• To do: Whenever "rough" occurs in a line of the material, list that line.

• Supplied data:

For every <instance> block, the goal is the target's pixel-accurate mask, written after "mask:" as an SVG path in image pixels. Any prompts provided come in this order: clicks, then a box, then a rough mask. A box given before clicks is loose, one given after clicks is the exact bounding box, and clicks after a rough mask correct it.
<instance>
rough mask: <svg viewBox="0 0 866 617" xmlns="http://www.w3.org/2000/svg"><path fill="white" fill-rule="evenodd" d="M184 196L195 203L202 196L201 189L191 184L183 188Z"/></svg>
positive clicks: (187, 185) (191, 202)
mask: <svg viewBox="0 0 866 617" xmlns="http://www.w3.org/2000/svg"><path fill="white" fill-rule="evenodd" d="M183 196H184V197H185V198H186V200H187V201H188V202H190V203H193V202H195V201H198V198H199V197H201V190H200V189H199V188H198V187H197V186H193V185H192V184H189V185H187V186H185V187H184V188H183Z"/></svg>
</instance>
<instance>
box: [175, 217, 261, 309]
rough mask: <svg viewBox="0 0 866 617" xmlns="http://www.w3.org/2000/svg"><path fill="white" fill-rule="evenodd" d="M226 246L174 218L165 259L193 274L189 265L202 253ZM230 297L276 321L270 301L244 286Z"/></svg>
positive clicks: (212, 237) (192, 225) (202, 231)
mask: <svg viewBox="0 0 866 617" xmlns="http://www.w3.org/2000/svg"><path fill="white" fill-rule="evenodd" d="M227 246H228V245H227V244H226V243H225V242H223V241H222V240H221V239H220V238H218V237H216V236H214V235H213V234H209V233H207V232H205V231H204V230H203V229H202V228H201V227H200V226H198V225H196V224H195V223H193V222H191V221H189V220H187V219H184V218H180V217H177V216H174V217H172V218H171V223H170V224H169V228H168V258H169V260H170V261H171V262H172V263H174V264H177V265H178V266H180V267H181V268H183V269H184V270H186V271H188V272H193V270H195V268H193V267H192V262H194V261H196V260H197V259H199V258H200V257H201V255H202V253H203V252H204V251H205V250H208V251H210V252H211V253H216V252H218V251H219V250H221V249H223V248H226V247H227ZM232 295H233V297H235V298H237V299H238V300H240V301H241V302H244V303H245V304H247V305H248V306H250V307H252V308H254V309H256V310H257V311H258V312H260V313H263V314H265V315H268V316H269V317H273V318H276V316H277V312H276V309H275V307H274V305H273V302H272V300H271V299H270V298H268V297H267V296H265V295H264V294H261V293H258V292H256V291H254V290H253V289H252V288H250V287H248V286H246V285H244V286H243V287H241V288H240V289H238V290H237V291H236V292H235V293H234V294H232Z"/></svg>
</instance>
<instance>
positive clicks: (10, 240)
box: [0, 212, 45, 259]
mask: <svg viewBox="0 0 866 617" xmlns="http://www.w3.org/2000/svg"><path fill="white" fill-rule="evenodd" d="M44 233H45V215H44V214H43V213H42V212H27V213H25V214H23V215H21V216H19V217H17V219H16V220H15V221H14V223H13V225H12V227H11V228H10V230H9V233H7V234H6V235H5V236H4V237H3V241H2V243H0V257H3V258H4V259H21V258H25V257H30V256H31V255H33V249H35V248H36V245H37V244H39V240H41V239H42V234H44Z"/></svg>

• Exercise output:
For every <instance> block, the goal is the target's pixel-accurate mask, written after "mask:" as an SVG path in image pixels. Any prompts provided come in this order: clicks, then a box, then a rough mask. A box given before clicks is loose, one given after clicks is the exact bounding box, and clicks after a rough mask correct it.
rough mask: <svg viewBox="0 0 866 617" xmlns="http://www.w3.org/2000/svg"><path fill="white" fill-rule="evenodd" d="M184 196L195 203L202 196L201 189L191 184L183 188Z"/></svg>
rough mask: <svg viewBox="0 0 866 617" xmlns="http://www.w3.org/2000/svg"><path fill="white" fill-rule="evenodd" d="M226 246L174 218L165 259L193 274L189 265L202 253ZM230 297L276 321L270 301L244 286Z"/></svg>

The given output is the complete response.